(Excerpts from a detection dataset)
□ □ □ □ □ □ □
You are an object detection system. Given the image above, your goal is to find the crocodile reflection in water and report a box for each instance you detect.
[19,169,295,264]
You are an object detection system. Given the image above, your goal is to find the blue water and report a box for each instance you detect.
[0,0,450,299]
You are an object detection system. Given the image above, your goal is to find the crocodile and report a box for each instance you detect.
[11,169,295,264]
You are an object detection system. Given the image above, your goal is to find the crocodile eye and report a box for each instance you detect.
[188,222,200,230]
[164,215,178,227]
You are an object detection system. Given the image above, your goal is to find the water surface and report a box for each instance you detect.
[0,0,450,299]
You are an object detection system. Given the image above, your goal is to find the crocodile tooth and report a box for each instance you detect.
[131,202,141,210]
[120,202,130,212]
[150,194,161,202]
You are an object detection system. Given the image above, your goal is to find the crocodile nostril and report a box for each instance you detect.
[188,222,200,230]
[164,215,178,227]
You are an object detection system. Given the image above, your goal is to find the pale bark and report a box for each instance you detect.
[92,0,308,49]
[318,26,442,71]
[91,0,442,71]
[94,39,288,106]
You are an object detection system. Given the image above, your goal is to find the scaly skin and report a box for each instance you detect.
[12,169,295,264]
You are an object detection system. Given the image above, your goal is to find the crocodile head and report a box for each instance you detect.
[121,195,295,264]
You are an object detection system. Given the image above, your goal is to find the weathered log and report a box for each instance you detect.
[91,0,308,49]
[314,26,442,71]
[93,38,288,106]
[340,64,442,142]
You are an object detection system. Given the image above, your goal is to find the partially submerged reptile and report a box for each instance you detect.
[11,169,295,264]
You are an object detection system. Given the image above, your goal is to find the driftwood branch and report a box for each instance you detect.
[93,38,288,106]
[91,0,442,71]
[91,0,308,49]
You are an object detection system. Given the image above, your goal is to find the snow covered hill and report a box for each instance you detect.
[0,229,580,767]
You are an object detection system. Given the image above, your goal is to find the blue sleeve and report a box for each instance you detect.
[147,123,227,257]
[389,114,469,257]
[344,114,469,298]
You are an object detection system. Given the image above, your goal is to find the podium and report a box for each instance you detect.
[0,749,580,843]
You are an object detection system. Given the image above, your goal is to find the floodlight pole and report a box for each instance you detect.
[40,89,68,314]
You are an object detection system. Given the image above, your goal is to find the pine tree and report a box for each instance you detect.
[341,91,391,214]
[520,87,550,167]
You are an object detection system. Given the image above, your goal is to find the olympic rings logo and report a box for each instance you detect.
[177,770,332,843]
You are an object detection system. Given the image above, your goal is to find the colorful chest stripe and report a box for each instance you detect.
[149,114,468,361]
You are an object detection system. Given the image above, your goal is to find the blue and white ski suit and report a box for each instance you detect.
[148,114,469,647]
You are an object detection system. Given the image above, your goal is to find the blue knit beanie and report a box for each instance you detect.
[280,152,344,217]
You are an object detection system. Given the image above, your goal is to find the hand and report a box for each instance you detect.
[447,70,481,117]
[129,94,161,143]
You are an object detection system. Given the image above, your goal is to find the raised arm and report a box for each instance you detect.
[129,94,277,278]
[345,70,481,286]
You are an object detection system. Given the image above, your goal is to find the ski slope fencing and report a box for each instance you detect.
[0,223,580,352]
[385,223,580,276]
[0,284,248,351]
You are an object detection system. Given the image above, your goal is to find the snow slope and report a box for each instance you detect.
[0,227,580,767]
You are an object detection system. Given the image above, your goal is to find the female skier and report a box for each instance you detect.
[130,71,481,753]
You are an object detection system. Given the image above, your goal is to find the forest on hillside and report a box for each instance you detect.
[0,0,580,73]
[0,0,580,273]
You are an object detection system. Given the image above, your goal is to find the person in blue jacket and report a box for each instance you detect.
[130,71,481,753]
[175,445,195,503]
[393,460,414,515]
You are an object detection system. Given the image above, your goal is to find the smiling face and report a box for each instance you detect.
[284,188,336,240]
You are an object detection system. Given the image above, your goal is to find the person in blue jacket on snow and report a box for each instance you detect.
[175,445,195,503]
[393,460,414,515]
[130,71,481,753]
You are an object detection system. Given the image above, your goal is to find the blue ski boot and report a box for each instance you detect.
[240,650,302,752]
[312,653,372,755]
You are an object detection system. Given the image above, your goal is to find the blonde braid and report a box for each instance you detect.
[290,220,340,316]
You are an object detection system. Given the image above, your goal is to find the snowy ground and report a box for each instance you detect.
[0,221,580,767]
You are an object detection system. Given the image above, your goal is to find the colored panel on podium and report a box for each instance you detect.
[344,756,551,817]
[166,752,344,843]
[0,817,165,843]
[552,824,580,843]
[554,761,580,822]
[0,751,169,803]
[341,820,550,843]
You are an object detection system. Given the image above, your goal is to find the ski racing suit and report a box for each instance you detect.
□ □ □ □ □ □ □
# [EXERCISE DETAILS]
Return all of the material above word for word, every line in its original order.

# [WRITTEN RESPONSE]
You are an object detection system. Given the image above, your goal is to find the crocodile reflection in water and report a box for each instance you detect.
[19,169,295,264]
You are an object detection system. Given the image above, your goal is to find the blue water and report a box for each instance you detect.
[0,0,450,299]
You are an object detection system. Given the image above, your goal is to find the crocodile and report a box for each instance you detect.
[11,169,295,264]
You are an object detection system. Given the image above, your goal is to find the crocodile eye and report a box for each instance you detect.
[188,222,200,230]
[164,215,178,227]
You are an object detection system. Given the image above, your goal is to find the water surface and report a box for each instance you detect.
[0,0,450,299]
You are an object detection system. Given the image above, your goal is to find the crocodile tooth and report a box for each instance you detect.
[131,202,141,210]
[120,202,130,212]
[150,194,161,202]
You are an object detection system. Given the image above, your goal is to find the crocodile nostril and report a box for each instance you detect.
[188,222,200,230]
[164,215,178,227]
You are an object detection system. Given the image above, your goal is to find the pale bark and report a box for each instance you detect.
[92,0,308,49]
[318,26,442,71]
[91,0,442,71]
[94,39,288,106]
You are an object detection system. Given the image above, your goal is to find the scaly skin and report a box for each instance you detect.
[12,169,295,264]
You are an object detection system. Given the image above, your goal is to find the crocodile head and report a box for each instance you detect.
[121,195,295,264]
You are an object detection system. Given the image above, your goal is to find the weathered log and report a box for each instance you detect.
[91,0,308,49]
[314,26,442,71]
[93,38,288,106]
[340,64,442,142]
You are an object detection system. Given the image above, your goal is to find the partially submerged reptile and report a box for each instance you detect.
[11,169,295,264]
You are an object detection system. Given the image above, your goal is to find the driftwood branch and report a box for each instance you detect.
[93,38,288,106]
[91,0,442,71]
[91,0,308,49]
You are an object detection system. Given the image above, your goal is to find the snow covered hill and report a box for each instance you detect.
[0,229,580,767]
You are an object detection system. Given the image above, your goal is to find the blue sleeve and report a box for each instance you detect.
[147,123,227,257]
[389,114,469,257]
[344,114,469,298]
You are an object detection system. Given the image above, your goal is to find the podium and report a box for each instance you detect.
[0,749,580,843]
You are an object detection system. Given the image above, your goal is to find the floodlight pole and report a box for each instance you detect.
[40,89,68,314]
You are an object detection system. Given the image above, your goal is to find the pine tree and report a box for each instance you detect.
[341,91,391,214]
[520,87,550,167]
You are an object detection system. Given the image above, your goal is to find the olympic rings logo and report a box for each instance you detect.
[177,770,332,843]
You are an object detection system. Given the image above, your goal is to find the colorful chest stripe and report a box for each instance you detect.
[149,114,468,361]
You are an object detection system. Given the image above, your goal is to find the blue and white ski suit and report a box for each instance you detect.
[148,114,469,647]
You are an object detection system. Given the image above, your goal is to find the blue knit beanie and report a box for each instance you detect.
[280,152,344,217]
You are an object detection system. Given the image above, your goal is to find the hand and report a box for each instance you detect.
[447,70,481,117]
[129,94,161,143]
You are an object detection system. Given the image above, your goal is to find the raised arm and report a box for each instance you detect.
[129,94,277,278]
[345,70,481,286]
You are an object detection system. Given the image above, your goal is to find the ski slope fencing and report a box for each instance you detect.
[0,223,580,352]
[385,223,580,276]
[0,284,248,351]
You are an object detection system. Given the image above, your goal is to find the snow slope and report a box for each instance you detect.
[0,227,580,767]
You are an object detection system. Given the image above, your goal is to find the female skier and report a box for each instance you detect.
[130,71,481,753]
You are an object detection system. Given the image above, your goal is to find the forest on hillside and report a box for each instance you detect.
[0,0,580,73]
[0,0,580,273]
You are an object detection system. Given the image above, your goal is to find the person in blue jacket and report a box for each instance you detect.
[130,71,481,753]
[175,445,195,503]
[393,460,414,515]
You are an object detection system. Given the image above, your goal is to find the smiling face and report a box for each instance you detect.
[284,188,336,240]
You are an object detection system. Given the image above, your goal is to find the person in blue jacket on snow and report a box for each instance you detect.
[175,445,195,503]
[393,460,414,515]
[130,71,481,753]
You are an object detection system. Given the image above, your goal is to find the blue ski boot and report a box for each instance you detect.
[240,650,302,752]
[312,653,372,755]
You are an object detection system. Given the image above, your goal is to find the blonde braid and report a box for each instance you detect.
[290,220,340,316]
You are an object detection system. Given the image above, your goal is to find the snowy ground and report a box for each instance you detect.
[0,221,580,767]
You are an object detection system. Given the image above, your goal is to find the colored panel on podium and report a box for each instance you detect.
[344,756,551,817]
[166,752,344,843]
[0,817,165,843]
[552,824,580,843]
[554,761,580,822]
[0,751,169,803]
[341,820,550,843]
You are an object detection system. Given the image above, your goal is to find the ski racing suit and report a box for each instance you detect.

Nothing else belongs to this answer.